─── THE INPUT

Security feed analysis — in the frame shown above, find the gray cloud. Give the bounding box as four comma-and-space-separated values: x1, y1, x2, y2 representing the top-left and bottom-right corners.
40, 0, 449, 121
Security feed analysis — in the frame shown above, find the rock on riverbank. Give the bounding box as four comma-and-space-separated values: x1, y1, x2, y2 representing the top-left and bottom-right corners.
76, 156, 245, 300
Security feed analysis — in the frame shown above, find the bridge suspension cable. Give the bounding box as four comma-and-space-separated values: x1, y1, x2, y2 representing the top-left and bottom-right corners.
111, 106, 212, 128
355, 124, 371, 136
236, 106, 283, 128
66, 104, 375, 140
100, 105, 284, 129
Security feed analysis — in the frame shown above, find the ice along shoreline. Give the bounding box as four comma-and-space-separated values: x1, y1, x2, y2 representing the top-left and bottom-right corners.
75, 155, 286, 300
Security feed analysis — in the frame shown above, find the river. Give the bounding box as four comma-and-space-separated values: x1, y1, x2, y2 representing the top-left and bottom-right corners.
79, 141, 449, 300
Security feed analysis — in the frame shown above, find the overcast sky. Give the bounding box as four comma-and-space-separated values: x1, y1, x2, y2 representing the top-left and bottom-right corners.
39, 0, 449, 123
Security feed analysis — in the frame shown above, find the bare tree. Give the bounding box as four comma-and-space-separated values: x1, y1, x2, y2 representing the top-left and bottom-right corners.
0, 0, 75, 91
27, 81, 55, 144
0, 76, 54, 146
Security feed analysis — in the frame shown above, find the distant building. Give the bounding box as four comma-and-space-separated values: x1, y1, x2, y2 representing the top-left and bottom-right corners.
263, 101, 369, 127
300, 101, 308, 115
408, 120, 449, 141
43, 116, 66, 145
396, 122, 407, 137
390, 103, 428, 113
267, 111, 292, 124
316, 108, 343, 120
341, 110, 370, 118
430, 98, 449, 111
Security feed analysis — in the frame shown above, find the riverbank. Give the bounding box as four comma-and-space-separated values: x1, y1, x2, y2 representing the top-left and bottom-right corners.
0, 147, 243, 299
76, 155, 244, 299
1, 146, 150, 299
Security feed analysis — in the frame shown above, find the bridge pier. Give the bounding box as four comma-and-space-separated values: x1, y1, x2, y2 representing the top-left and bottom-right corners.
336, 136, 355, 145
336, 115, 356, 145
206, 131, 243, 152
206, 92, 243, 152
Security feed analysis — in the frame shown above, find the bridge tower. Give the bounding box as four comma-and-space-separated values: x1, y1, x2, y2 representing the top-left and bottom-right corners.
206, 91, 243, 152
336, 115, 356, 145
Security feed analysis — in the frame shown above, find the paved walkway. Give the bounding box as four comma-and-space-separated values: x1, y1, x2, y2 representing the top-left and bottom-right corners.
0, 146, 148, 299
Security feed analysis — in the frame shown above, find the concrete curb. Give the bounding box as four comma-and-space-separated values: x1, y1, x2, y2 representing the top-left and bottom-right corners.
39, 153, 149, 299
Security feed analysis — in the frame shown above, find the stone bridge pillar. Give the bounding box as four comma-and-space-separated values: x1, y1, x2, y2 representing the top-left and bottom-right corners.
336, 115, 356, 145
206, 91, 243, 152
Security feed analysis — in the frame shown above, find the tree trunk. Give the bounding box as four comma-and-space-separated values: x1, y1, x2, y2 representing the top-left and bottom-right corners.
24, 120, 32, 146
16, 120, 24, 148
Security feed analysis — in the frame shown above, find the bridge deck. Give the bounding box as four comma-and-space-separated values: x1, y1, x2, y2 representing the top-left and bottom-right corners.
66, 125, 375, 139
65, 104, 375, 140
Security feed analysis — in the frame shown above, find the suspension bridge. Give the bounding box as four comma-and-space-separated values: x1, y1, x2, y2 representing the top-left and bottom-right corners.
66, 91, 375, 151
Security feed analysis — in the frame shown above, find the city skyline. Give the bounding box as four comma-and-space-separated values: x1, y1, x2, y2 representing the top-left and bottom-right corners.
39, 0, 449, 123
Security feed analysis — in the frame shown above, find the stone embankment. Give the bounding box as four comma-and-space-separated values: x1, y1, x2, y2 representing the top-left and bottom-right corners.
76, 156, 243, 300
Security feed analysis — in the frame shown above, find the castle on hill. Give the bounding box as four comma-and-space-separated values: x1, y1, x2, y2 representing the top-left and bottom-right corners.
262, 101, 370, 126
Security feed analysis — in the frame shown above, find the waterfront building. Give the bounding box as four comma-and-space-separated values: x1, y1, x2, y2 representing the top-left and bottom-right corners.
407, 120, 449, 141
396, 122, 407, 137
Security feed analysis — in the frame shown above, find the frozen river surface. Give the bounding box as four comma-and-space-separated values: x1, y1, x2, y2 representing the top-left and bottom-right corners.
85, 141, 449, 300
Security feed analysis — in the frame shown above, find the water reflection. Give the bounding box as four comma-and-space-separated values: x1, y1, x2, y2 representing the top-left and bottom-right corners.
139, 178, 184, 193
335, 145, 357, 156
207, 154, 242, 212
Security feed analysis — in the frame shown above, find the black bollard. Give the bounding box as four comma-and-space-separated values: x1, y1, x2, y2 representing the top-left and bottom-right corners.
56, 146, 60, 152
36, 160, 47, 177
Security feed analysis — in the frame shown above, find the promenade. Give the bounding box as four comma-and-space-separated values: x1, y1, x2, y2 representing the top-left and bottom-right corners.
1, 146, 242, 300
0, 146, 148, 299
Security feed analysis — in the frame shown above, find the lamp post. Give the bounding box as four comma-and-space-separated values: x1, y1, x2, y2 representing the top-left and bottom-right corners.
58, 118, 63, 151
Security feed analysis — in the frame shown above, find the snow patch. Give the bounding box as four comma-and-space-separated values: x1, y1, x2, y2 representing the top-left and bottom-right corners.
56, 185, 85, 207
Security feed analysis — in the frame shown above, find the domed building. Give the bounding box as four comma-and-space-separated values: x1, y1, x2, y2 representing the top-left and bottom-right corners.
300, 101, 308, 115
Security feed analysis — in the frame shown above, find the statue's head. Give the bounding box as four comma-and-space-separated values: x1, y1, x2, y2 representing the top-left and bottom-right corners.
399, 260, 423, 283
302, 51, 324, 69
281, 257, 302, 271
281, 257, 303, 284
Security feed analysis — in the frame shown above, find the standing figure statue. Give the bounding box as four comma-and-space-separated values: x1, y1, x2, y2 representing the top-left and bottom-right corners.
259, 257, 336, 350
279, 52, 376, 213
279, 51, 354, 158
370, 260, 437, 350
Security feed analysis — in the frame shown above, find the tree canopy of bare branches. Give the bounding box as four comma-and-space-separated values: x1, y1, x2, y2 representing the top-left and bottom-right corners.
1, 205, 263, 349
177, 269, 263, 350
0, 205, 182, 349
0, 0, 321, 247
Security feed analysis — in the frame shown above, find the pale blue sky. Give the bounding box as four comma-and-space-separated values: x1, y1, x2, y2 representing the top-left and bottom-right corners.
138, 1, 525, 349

──────

◆ **YOUR TASK**: Every word in the records must appear in your copy exactly as it does above.

◆ **OUTPUT OF THE TASK**:
Security feed analysis — in the frame shown above, find the gray cloud. Give the bounding box as four comma-and-space-separated values: x1, y1, x2, y2 representing the top-left and bottom-right corners.
40, 0, 449, 121
Security feed analysis — in the frame shown above, find the rock on riverbank. Give the bounding box as four comma-and-space-separated values: x1, y1, x2, y2 representing the top-left and bottom-right corners.
76, 156, 245, 300
Security feed analysis — in the frame shown above, find the bridge suspension cable. Give the bounding box as four comma-and-space-separated values: x1, y1, x2, y2 representing the top-left and bottom-right corners.
111, 106, 212, 128
355, 124, 371, 136
236, 106, 283, 128
66, 104, 375, 140
100, 105, 284, 129
Security feed analysis — in the frame shown above, find the ice along shoreline. Give the bounding box as four comma-and-space-separated values: x1, y1, x2, y2 representing the top-left and bottom-right corners.
75, 155, 286, 300
Security feed analysis — in the frame shown above, find the river. Give the bounding box as four comma-and-space-separated values: x1, y1, x2, y2 representing the top-left and bottom-right corners.
79, 141, 449, 300
Security feed analysis — in the frame shown above, find the overcast sky. Give the bounding box as four comma-and-space-separated values: x1, y1, x2, y2 representing the top-left and bottom-right corners.
39, 0, 449, 123
Security feed analysis — in the frame shown above, find the bare tree. Give the bounding box as four comma-and-space-separated values: x1, y1, x2, y2 representing the top-left and bottom-right corners.
0, 0, 75, 91
27, 81, 55, 144
0, 76, 54, 146
Security feed analysis — in the frame shown above, find the distant building. Give the bounding box as four comma-and-space-separated values: x1, y1, x2, y2 representing the top-left and bottom-right corners.
263, 101, 369, 127
300, 101, 308, 115
408, 120, 449, 141
43, 116, 66, 145
396, 122, 407, 137
390, 103, 428, 113
267, 111, 292, 124
316, 108, 343, 120
341, 110, 370, 118
430, 98, 449, 111
Security feed analysis — in the frame shown above, find the riverbank. Give the bounding box as four comma-and-space-separated values: x1, y1, x2, y2 representing the top-left and bottom-right corners.
0, 147, 243, 299
76, 155, 244, 299
1, 146, 150, 299
Security feed analysis — in the frame shown above, find the bridge pier. Give the bounding box as four comma-and-space-separated values: x1, y1, x2, y2 representing the top-left and bottom-right corners.
336, 136, 355, 145
336, 115, 356, 145
206, 131, 243, 152
206, 92, 243, 152
Security feed analysis — in the frame shown above, find the bridge tower. Give the bounding box as four comma-and-space-separated values: x1, y1, x2, y2 representing the top-left and bottom-right corners.
206, 91, 243, 152
336, 115, 356, 145
Security feed analysis — in the frame shown above, find the paved walkway. Give the bounding box as four comma-and-space-separated values: x1, y1, x2, y2 representing the top-left and bottom-right corners.
0, 146, 148, 299
Security feed analysis — in the frame shown above, find the concrete curb. Give the bounding box as four comma-and-space-separated values: x1, y1, x2, y2 representing the top-left and bottom-right corners.
39, 153, 149, 299
Security feed analysis — in the frame shown above, find the stone bridge pillar. Give the bounding box as four comma-and-space-separated values: x1, y1, x2, y2 representing the top-left and bottom-right corners.
336, 115, 356, 145
206, 91, 243, 152
Security feed analysis — in the frame shown above, find the tree trunk. Give the bounding box as four comma-and-space-separated values: x1, y1, x2, y2 representing the top-left and bottom-right corners.
24, 120, 32, 146
16, 120, 24, 148
Security feed analysis — in the frame shown above, find the bridge deck. Give the bounding box as four comma-and-space-separated values: x1, y1, x2, y2 representing the top-left and bottom-right corners.
66, 125, 375, 139
65, 104, 375, 140
Security feed analysis — in the frame shown above, find the suspension bridge. Give the bounding box as four comma-and-space-separated values: x1, y1, x2, y2 representing the top-left and bottom-right corners.
66, 91, 375, 151
Security feed analysis — in the frame shown above, find the city skyline. Give the bounding box as four comma-and-space-separated values: x1, y1, x2, y2 representing the top-left and bottom-right corners.
39, 0, 449, 123
Security feed analysis — in the frame shown above, find the stone embankment. Give the bounding box as four comma-and-space-separated values: x1, y1, x2, y2 representing the top-left and bottom-right corners.
76, 156, 243, 300
Security feed analysis — in the frame shown above, find the castle on hill. Give the bounding box as four comma-and-space-separated values: x1, y1, x2, y2 representing the top-left and bottom-right corners.
262, 101, 370, 126
Security feed analysis — in the frame shown above, find the waterfront building. Give the bounding box as four comma-and-space-separated values: x1, y1, x2, y2 representing the top-left and bottom-right corners.
407, 120, 449, 141
396, 122, 407, 137
Security feed analysis — in the frame shown above, find the frozen river surface. Give the bounding box as four comma-and-space-separated values: x1, y1, x2, y2 representing the top-left and bottom-right corners.
85, 141, 449, 300
Security feed analysis — in the frame shown above, find the water reflection. Give the bounding box as four comma-and-space-separated values: x1, y1, x2, y2 representing the top-left and bottom-right corners.
139, 178, 184, 193
335, 145, 357, 156
207, 154, 242, 212
Security feed analysis — in the frame shown above, find the black bollard. Give the bounding box as four comma-and-space-separated values: x1, y1, x2, y2 representing the top-left and bottom-right corners.
56, 146, 60, 152
36, 160, 47, 177
Security feed analysis — in the frame shown above, find the promenade. Give the bounding box as four comma-and-space-separated values: x1, y1, x2, y2 representing the top-left and bottom-right corners.
1, 146, 242, 300
0, 146, 148, 299
Security feed analysis — in the frame shown above, find the lamp post. Give the bounding box as four comma-and-space-separated values: x1, y1, x2, y2 representing the top-left and bottom-right corners.
58, 118, 63, 151
Security feed analysis — in the frame shown above, find the snow patch. Give the bounding box as four comma-and-space-separated values: x1, y1, x2, y2 representing the top-left and bottom-right corners.
56, 185, 85, 207
Security feed analysis — in the frame shown above, find the domed building. Give the bounding box as four comma-and-space-separated values: x1, y1, x2, y2 representing the top-left and bottom-right corners.
300, 101, 308, 115
Security feed analysis — in the frame shown above, find the statue's head. Give the bounding box as four comma-and-space-separated values: x1, y1, x2, y2 representing the top-left and bottom-right corners.
399, 260, 423, 283
302, 51, 324, 69
281, 257, 302, 271
281, 257, 303, 284
Security feed analysis — in the frame shown above, find the standing figure statue. Give the bounding box as four comma-and-space-separated values: x1, y1, x2, y2 representing the top-left and bottom-right corners.
259, 257, 336, 350
279, 52, 376, 213
279, 51, 354, 158
370, 260, 437, 350
Security feed analysis — in the frame shown above, find the tree canopy of bare branches. Give the bounding box as four comma-and-space-separated values: x1, y1, x2, y2 representing the top-left and bottom-right corners.
1, 205, 263, 349
177, 269, 263, 350
0, 205, 182, 349
0, 0, 321, 247
Security feed analysis — in the frame shown above, find the pale blue sky. Give the bounding box as four comma-and-space-separated values: x1, y1, x2, y2 representing the top-left and bottom-right corners.
138, 1, 525, 349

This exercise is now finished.